What you should do. In the part of the rows that opens at their start and closes with the line containing "140,66,214,270", change every "Expected output" to "Target output" and keep everything else the same. Leave the pictures out of your answer.

Stored data entries:
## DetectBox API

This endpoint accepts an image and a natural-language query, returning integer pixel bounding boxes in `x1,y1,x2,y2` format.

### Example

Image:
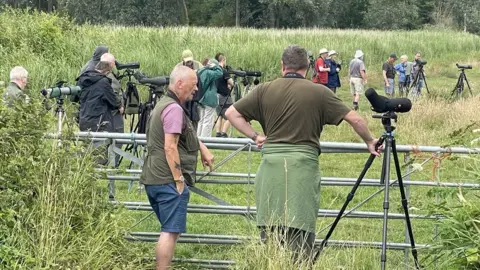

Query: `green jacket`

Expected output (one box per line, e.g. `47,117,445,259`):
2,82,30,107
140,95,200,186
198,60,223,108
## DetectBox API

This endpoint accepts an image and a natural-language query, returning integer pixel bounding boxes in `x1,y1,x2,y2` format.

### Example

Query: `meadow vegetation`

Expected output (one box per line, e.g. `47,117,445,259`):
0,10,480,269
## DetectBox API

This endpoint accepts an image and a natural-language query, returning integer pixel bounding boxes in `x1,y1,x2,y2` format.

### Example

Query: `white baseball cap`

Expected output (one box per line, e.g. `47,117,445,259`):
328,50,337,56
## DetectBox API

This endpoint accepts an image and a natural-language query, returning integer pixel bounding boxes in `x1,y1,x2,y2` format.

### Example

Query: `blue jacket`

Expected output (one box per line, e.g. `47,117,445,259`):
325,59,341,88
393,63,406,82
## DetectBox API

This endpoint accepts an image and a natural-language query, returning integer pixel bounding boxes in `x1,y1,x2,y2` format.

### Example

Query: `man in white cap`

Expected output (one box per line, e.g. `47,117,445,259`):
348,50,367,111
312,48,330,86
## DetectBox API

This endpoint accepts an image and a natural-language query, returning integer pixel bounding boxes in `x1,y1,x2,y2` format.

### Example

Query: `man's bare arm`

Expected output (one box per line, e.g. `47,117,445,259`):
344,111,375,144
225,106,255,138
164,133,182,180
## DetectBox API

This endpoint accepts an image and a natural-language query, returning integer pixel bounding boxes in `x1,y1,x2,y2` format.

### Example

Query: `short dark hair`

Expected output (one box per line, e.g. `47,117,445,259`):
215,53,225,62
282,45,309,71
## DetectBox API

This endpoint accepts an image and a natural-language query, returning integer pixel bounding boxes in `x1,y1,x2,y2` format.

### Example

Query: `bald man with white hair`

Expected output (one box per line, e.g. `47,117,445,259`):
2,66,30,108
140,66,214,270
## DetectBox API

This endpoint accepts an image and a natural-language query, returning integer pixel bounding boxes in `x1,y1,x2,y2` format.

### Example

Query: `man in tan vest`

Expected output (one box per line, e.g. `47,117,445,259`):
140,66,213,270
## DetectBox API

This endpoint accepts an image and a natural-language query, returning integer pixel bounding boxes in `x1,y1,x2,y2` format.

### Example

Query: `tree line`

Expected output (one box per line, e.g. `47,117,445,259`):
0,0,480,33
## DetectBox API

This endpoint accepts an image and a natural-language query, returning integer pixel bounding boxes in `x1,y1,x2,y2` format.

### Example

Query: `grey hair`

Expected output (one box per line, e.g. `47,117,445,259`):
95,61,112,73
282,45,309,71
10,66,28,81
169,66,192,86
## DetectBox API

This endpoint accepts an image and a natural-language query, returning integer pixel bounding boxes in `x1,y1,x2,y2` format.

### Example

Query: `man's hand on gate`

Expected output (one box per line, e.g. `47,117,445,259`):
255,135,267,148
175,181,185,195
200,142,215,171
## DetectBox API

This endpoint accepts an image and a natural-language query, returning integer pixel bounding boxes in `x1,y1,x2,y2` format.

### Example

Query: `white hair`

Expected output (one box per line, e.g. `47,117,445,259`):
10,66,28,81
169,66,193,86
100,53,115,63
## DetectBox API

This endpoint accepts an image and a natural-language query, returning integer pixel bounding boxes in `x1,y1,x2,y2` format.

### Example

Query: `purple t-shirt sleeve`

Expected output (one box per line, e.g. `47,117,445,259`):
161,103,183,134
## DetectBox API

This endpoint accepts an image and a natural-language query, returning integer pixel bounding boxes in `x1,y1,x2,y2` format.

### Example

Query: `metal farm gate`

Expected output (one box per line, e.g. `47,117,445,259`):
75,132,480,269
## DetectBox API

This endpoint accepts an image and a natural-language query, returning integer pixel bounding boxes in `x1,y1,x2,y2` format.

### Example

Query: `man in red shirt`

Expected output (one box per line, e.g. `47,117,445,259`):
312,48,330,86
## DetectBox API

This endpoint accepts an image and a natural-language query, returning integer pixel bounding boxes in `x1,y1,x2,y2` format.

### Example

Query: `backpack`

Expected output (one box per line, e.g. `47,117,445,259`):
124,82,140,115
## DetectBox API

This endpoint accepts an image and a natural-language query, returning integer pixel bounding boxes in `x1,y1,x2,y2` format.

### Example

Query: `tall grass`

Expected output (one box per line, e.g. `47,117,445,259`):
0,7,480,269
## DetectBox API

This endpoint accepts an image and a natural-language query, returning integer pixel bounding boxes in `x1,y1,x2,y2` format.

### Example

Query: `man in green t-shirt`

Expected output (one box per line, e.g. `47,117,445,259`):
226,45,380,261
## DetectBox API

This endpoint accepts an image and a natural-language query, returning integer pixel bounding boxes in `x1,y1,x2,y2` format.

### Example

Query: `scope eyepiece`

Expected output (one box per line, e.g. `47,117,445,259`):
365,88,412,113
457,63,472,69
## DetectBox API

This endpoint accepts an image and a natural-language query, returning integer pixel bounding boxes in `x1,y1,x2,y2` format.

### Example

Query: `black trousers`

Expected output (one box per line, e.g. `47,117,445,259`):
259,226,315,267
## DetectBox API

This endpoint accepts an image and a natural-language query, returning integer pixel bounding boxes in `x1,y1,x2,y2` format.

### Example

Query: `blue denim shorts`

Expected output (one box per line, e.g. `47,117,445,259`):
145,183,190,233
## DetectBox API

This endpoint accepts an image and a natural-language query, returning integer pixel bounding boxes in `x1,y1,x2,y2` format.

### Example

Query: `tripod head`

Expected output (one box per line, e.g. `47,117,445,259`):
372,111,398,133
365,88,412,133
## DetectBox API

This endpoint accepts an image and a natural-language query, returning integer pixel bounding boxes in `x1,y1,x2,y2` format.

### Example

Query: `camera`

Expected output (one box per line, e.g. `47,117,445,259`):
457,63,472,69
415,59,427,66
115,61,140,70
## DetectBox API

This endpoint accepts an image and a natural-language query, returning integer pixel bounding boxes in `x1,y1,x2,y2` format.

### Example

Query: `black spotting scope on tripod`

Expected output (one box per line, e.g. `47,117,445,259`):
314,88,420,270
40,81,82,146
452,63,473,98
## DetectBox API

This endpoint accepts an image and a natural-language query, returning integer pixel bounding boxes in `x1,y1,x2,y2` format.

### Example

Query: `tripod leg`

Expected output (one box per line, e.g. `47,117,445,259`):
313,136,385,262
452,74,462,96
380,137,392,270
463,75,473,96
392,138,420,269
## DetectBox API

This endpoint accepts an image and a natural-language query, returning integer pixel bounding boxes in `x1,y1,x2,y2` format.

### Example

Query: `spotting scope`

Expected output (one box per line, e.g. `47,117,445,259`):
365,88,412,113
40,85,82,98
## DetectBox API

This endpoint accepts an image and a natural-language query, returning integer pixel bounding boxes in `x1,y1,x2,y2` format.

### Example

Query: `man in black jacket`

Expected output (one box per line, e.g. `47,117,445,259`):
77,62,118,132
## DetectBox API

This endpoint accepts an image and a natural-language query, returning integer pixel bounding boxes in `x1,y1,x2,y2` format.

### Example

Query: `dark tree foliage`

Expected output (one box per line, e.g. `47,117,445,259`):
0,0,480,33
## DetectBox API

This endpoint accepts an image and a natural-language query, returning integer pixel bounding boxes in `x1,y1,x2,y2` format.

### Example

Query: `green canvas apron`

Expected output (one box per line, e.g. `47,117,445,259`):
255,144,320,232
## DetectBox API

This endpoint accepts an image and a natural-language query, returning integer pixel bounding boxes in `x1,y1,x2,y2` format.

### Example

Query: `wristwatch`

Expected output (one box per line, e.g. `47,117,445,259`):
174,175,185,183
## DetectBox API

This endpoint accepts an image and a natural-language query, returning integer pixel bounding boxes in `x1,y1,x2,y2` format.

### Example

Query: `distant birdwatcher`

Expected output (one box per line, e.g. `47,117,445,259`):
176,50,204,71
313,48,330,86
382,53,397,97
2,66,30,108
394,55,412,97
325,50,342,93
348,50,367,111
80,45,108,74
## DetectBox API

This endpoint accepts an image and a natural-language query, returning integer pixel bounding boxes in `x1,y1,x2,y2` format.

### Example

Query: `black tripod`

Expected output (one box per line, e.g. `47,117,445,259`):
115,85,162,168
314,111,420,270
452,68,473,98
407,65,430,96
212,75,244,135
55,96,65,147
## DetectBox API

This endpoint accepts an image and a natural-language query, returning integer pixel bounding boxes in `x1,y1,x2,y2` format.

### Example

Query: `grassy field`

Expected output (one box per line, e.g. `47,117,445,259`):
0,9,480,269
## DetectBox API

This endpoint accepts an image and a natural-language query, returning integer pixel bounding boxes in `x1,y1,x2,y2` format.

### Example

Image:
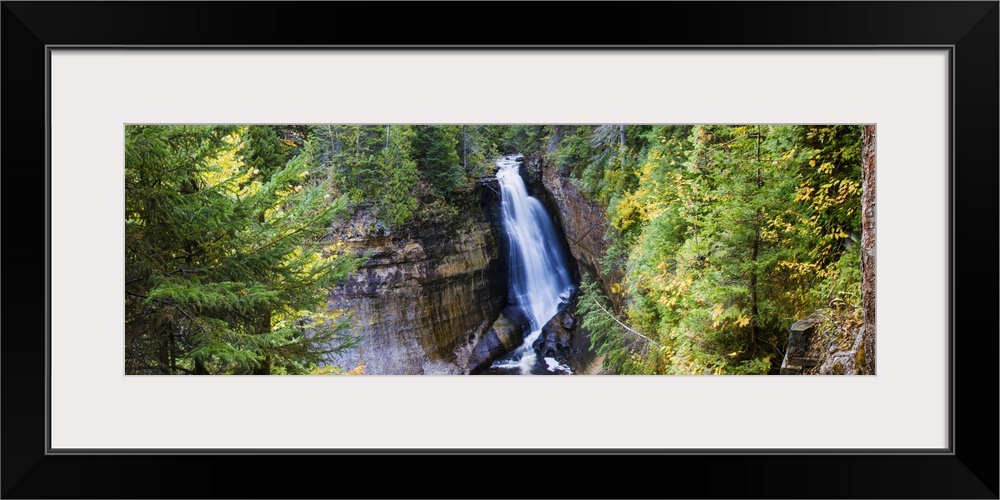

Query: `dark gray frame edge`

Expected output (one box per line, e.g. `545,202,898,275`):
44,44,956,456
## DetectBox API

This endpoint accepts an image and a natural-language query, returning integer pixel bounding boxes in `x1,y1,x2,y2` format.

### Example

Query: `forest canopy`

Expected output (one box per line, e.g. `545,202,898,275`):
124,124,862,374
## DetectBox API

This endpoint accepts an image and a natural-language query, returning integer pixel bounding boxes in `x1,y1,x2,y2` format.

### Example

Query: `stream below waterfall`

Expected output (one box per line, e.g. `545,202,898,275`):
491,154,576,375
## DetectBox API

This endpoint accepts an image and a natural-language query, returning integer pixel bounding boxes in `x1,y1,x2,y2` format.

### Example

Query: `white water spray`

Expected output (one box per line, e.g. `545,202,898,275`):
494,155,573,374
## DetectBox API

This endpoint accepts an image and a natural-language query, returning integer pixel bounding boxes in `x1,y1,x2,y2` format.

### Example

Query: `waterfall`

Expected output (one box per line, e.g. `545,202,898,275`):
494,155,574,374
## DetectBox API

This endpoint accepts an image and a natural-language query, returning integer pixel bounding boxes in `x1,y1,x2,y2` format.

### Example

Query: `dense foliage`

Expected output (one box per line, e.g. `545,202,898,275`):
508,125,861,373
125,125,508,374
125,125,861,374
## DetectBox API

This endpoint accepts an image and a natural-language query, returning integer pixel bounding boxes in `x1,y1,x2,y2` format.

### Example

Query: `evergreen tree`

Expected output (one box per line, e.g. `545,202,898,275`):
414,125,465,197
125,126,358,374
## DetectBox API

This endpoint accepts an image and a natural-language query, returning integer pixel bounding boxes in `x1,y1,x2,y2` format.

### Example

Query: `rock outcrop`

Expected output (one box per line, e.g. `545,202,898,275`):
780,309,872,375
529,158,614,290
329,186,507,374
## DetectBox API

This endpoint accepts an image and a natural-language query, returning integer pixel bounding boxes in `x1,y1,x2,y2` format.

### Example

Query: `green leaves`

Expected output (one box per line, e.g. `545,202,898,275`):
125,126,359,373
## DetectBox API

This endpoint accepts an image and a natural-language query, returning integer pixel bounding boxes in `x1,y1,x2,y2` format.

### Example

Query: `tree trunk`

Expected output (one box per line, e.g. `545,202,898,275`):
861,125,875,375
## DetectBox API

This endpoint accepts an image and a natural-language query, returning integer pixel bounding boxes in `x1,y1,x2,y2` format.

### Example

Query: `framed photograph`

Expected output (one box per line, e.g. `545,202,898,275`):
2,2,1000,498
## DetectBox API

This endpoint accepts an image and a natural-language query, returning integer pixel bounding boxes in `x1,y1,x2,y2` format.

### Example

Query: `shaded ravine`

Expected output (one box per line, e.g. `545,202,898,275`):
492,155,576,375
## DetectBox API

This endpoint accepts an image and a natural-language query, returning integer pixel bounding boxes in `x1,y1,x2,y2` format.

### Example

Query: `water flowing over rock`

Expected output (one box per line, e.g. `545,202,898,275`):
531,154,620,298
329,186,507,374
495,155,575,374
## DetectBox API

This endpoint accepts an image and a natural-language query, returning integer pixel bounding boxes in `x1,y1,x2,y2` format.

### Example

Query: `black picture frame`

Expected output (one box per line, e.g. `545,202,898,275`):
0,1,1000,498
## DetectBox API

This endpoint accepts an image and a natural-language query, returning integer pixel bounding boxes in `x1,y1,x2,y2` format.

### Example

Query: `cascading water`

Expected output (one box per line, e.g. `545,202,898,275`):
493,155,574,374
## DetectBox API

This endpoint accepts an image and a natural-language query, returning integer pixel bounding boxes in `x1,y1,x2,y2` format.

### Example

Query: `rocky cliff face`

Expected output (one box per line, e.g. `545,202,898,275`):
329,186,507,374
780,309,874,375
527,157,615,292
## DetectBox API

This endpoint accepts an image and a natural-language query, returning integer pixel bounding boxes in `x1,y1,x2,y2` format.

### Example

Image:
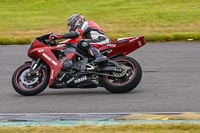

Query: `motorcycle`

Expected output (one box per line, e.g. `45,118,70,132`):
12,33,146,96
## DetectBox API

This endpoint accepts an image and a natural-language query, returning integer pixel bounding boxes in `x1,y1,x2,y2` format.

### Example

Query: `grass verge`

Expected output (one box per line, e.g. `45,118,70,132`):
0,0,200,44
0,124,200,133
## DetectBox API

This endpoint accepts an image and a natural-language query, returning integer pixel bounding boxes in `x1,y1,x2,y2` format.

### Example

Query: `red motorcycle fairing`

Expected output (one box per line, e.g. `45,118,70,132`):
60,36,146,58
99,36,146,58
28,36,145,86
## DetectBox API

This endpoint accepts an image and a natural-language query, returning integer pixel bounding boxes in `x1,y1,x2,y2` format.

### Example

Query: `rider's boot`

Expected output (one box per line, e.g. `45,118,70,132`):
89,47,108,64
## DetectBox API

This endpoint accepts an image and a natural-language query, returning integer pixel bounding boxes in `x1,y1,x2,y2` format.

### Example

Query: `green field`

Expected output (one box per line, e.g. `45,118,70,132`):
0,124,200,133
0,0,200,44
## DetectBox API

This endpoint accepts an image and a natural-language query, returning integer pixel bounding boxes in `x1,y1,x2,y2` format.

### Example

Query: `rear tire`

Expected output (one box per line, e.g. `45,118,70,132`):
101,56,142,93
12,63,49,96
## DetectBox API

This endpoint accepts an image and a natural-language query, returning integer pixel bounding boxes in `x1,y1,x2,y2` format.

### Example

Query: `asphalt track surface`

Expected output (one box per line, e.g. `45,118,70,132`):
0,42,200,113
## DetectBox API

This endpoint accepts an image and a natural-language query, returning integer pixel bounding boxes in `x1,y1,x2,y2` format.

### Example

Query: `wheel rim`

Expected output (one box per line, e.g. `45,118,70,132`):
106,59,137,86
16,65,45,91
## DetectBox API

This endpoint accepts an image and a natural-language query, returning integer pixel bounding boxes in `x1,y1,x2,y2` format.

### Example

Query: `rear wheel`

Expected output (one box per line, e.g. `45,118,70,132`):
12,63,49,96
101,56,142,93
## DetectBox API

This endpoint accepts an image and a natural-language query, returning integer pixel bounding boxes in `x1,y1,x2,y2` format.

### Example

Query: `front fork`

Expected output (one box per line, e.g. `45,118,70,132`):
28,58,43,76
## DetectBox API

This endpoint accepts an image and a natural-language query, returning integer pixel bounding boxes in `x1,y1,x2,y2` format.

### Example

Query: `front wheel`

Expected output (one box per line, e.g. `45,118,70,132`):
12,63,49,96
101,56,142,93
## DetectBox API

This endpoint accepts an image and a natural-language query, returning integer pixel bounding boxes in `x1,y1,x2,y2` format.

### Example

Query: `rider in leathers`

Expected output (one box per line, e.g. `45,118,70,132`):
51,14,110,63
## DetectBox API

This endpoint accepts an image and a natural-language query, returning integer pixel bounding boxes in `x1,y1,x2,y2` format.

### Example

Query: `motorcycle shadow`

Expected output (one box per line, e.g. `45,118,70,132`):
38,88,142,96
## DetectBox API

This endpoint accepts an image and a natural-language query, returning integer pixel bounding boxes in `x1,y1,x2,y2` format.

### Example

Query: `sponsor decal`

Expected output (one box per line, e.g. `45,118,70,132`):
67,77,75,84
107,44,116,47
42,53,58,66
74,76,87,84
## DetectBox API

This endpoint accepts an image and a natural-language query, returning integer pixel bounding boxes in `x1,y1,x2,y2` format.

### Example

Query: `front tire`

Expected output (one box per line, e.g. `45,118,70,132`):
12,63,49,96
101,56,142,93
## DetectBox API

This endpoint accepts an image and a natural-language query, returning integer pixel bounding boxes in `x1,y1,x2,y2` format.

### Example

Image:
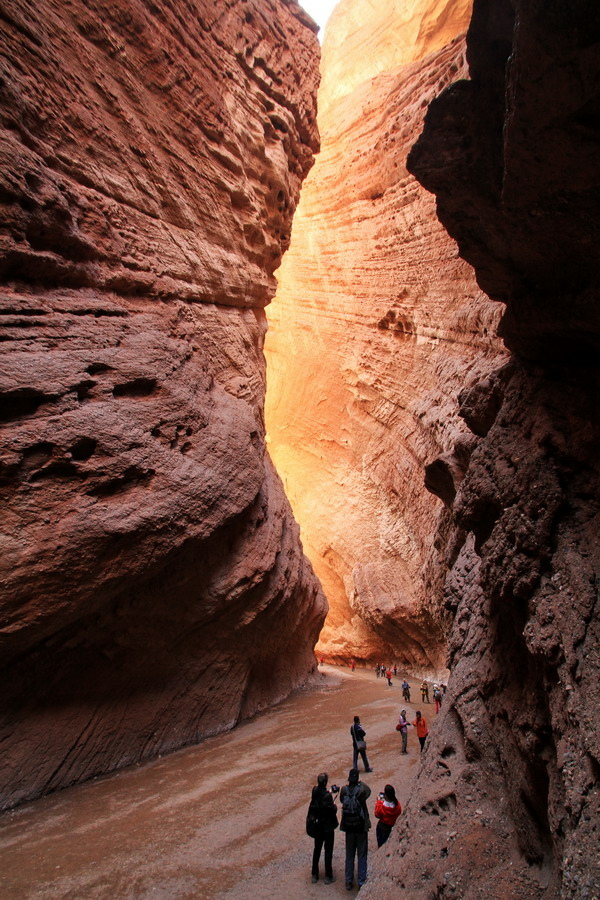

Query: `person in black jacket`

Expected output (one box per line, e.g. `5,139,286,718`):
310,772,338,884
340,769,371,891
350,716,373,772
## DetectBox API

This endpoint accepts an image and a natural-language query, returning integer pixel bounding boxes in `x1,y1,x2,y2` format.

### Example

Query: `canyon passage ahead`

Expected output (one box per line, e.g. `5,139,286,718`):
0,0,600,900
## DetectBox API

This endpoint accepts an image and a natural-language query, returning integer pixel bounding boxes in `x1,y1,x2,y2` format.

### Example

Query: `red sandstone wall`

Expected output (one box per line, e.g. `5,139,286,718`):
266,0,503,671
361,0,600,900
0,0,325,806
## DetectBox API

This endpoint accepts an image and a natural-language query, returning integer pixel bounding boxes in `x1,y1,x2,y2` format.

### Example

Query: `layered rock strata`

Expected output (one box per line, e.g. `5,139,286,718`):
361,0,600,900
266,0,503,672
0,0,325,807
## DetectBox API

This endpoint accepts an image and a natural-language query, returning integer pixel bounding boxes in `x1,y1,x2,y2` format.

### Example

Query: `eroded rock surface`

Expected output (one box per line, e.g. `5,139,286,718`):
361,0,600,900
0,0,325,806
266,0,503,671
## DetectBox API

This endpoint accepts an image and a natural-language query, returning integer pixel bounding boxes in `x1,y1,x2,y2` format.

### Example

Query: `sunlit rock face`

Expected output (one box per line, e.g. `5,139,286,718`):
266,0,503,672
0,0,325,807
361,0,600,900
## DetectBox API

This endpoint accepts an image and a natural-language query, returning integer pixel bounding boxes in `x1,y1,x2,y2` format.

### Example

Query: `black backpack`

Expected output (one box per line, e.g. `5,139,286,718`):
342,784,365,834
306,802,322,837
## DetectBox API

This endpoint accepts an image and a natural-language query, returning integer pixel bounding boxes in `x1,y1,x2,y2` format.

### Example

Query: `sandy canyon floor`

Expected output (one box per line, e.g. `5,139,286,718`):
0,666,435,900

Task response.
## DetectBox API

This endpoint accepts an image and a natural-language query, returning integer pixel bounding boxes in `x1,y1,x2,y2` format.

### Example

Image:

Query: `green jacket`

Target output (one box per line, e.g. `47,117,445,259`):
2,82,30,107
140,95,200,186
198,60,223,108
## DetectBox API

This endpoint accepts an image and a natural-language query, returning integer pixel bounding boxes in `x1,y1,x2,y2` format.

### Example

Query: `meadow vegetation`

Target output (one box per line, e.g. `47,117,445,259`):
0,10,480,269
## DetectBox API

This endpoint accepts an image and a natural-language query, returning integer pixel bounding boxes in `x1,y1,x2,y2` format.

### Example

Query: `white baseball cap`

Target output (one box per line, e.g. `47,117,445,259`):
328,50,337,56
## DetectBox API

This endpoint accepts an image and a natural-language query, returning integer pixel bounding boxes in `x1,y1,x2,y2` format.

### Example

Query: `blue jacket`

Target output (one box per line, e.g. `47,117,445,259`):
325,59,341,88
393,63,406,82
## DetectBox API

This endpoint accepts an image and a natural-language query, returning integer pixel bounding boxes in `x1,y1,x2,y2` format.

### Example

Query: `man in white cap`

Target output (one box per line, e.g. `47,117,445,259`):
348,50,367,111
312,48,330,86
## DetectBox API

This endpoint accepts an image and a natural-language query, returning integer pixel bounding boxes in `x1,y1,x2,y2` format.

### Example

Query: `man's bare arm`

Target output (one box per line, e.g. `47,117,445,259`):
344,111,375,144
225,106,255,138
164,133,182,180
## DetectBox API

This endpoint accepts an image and a natural-language query, returning integer pixel bounding boxes in `x1,y1,x2,y2` format.

### Example

Query: `short dark hair`

Target output (one box per line, e.g. `47,117,445,259`):
215,53,225,62
282,45,309,71
## DetectBox API

This endpoint accepts an image and a natural-language query, returning integer pixel bounding boxes in `x1,y1,x2,y2` format.

### Example

Query: `bald man with white hair`

Target output (one box per line, e.g. `47,117,445,259`):
2,66,30,108
140,66,214,270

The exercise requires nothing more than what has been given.